> _TEXTE FOURNI_
Alimenter le recours en justice

Il y a un an, sous le nom de l'Affaire du siècle, quatre organisations environnementales ont lancé une procédure inédite : attaquer l'Etat en justice pour inaction contre le changement climatique. En ce premier anniversaire, «on se rend compte qu'on a perdu un an de plus dans la bataille climatique puisque les grandes mesures nécessaires à la transition n'ont pas été prises», regrette Samuel Leré. D'où l'idée de la carte pour continuer à faire pression. «Plus on pourra cartographier le ressenti de l'impact sur la vie des citoyens, plus on espère que le gouvernement passera à l'action», poursuit-il. Certains des témoignages recueillis sur la plateforme pourront d'ailleurs alimenter le dossier en cours d'instruction. A condition que le citoyen ait coché la case permettant de le contacter à cet effet.

Avant de livrer leur récit, les contributeurs doivent aussi s'acquitter de quelques clics pour sélectionner l'objet du témoignage. Dans le cas où «je suis inquiet mais je ne subis pas d'impact direct», deux classifications sont proposées : «je suis angoissé(e) par rapport à l'avenir» ou «cela m'a fait changer mon mode de vie». Quand les conséquences sont directes, il faut préciser si elles affectent la santé, les revenus, le logement ou la vie quotidienne. Enfin, si l'on perçoit des changements dans la nature, il faut sélectionner soit les plantes, les animaux ou le paysage. Un pictogramme correspondant s'affiche alors sur la carte à l'endroit où réside le témoin du climat. Quand on clique dessus, des petites fenêtres de texte s'ouvrent. Comme celui de Mailys, habitante du bord de mer à Saint-Gilles-Croix-de-Vie (Vendée) : «Nous voyons la mer grignoter de plus en plus considérablement le littoral. Les dunes disparaissent au fur et à mesure des saisons. On le constate dans le paysage mais aussi sur la faune qui s'y réfugiait avant et que nous ne voyons presque plus !»

> _DONNÉES DE TRAVAIL_
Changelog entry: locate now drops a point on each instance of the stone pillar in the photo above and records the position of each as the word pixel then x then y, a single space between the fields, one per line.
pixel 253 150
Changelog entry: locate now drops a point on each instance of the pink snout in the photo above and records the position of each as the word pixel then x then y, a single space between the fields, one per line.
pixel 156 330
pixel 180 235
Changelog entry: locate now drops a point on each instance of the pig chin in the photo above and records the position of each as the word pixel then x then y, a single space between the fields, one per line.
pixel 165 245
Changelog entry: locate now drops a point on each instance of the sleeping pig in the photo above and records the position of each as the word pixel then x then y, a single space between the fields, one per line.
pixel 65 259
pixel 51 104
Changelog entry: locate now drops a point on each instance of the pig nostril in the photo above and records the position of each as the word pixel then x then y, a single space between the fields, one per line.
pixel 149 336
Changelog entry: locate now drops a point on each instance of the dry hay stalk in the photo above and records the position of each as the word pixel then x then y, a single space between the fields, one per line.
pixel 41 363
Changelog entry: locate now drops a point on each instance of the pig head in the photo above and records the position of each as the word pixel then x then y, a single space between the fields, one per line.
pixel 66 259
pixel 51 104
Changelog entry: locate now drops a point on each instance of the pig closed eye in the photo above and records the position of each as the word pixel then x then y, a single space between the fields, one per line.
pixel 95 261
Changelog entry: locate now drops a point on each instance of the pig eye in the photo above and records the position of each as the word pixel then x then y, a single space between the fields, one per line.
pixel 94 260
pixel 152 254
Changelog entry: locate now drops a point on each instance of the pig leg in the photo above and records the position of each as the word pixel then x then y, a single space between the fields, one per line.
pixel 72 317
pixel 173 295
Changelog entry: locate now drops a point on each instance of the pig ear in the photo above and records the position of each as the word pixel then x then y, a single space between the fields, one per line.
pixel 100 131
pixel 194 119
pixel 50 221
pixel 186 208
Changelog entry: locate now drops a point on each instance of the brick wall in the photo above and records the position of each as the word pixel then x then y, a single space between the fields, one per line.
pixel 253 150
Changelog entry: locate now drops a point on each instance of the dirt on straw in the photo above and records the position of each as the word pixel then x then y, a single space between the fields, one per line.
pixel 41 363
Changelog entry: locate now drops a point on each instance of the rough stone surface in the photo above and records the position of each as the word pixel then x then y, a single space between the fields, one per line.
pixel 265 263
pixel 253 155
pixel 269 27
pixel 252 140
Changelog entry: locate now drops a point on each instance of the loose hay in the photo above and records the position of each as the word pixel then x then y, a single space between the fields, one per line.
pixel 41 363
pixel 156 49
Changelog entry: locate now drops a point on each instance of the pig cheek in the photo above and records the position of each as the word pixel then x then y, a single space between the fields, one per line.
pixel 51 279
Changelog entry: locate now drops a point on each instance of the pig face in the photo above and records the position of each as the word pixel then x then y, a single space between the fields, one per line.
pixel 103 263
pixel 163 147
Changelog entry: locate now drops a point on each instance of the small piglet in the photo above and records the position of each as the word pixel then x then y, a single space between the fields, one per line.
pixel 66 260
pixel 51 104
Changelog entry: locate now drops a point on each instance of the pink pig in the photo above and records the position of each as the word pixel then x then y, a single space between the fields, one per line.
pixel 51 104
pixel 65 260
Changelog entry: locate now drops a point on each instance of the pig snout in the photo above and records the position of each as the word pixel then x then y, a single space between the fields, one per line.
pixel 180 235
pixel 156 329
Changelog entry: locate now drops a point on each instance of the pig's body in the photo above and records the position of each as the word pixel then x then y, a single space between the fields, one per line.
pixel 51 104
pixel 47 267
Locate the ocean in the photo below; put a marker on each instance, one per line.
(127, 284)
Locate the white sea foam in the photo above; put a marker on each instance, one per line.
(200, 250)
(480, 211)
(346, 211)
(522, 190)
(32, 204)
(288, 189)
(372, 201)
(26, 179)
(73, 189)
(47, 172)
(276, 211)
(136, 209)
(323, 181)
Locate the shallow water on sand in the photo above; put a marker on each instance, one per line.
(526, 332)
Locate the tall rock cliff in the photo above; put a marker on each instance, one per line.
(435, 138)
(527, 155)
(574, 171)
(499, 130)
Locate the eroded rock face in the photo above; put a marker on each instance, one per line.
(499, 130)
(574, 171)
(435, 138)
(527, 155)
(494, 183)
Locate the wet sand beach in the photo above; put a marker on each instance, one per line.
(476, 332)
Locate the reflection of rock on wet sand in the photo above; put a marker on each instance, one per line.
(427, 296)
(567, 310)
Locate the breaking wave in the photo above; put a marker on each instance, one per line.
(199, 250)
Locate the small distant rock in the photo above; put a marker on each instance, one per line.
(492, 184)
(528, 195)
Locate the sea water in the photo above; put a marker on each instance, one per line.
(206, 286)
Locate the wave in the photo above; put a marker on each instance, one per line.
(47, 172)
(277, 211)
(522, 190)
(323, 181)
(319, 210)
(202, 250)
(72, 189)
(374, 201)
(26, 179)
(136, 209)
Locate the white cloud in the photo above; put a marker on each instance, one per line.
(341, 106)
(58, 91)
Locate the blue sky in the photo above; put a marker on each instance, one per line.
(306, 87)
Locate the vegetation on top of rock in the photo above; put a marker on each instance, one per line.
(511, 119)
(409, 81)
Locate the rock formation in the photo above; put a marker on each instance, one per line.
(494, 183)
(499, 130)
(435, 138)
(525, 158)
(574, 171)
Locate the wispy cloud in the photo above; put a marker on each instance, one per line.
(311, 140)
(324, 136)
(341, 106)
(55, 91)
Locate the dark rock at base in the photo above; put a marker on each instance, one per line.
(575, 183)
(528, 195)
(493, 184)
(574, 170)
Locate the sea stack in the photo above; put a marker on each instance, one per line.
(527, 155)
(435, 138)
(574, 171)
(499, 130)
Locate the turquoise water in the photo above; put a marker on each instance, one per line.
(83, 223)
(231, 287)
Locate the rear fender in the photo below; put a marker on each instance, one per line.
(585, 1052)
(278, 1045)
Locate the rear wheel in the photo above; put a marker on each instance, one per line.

> _CONSIGNES_
1) Réécrivez en CSV à deux colonnes, nommées enonce et reponse, les lignes des données comprises entre le début et la ligne contenant « pixel 165 245 », incluses. Chaque texte et sa réponse forment une ligne CSV, chaque valeur tient dans un seul champ entre guillemets, et les sauts de ligne deviennent des espaces.
2) Prolongez le texte sur la carte des témoignages liés au climat après sa dernière phrase.

> _RÉPONSES_
1)
enonce,reponse
"Changelog entry: locate now drops a point on each instance of the stone pillar in the photo above and records the position of each as the word pixel then x then y, a single space between the fields, one per line.","pixel 253 150"
"Changelog entry: locate now drops a point on each instance of the pink snout in the photo above and records the position of each as the word pixel then x then y, a single space between the fields, one per line.","pixel 156 330 pixel 180 235"
"Changelog entry: locate now drops a point on each instance of the pig chin in the photo above and records the position of each as the word pixel then x then y, a single space between the fields, one per line.","pixel 165 245"

2)
Un panorama teinté d’angoisse

N'y a-t-il pas un risque d'obtenir un gloubi-boulga d'observations plus ou moins pertinentes ? «L'idée n'est pas de faire des sciences participatives car il y a des choses qui sont de l'ordre du ressenti et du psychologique comme l'éco-anxiété», assume Samuel Leré. Il précise que les témoignages hors sujet, sans lien évident avec le changement climatique, sont modérés a posteriori.

Le panorama est bien entendu teinté d'angoisse. «J'ai honte et peur pour mes petits-enfants», résume Edward, de Saint-Palais-sur-Mer (Charente-Maritime). Eric s'alarme : «18 degrés un 18 décembre à Clermont [Puy-de-Dôme, ndlr]. Où sont passées les quatre saisons ?» Le lendemain, Marie-Béatrice observe qu'à Saint-Nazaire (Loire-Atlantique), «les feuilles des arbres sont tombées il n'y a que quinze jours et il y a déjà des bourgeons : on dirait que les arbres se croient au printemps». «Une adolescente qui étouffe» sous les vagues de chaleur à la Réunion demande : «Combien de morts vous faudra-t-il pour réagir ?» Pour l'Affaire du siècle, ces témoignages sont une preuve supplémentaire des attentes fortes des citoyens et de la nécessité de débloquer des financements. Pas seulement pour atténuer le changement climatique mais pour s'y adapter.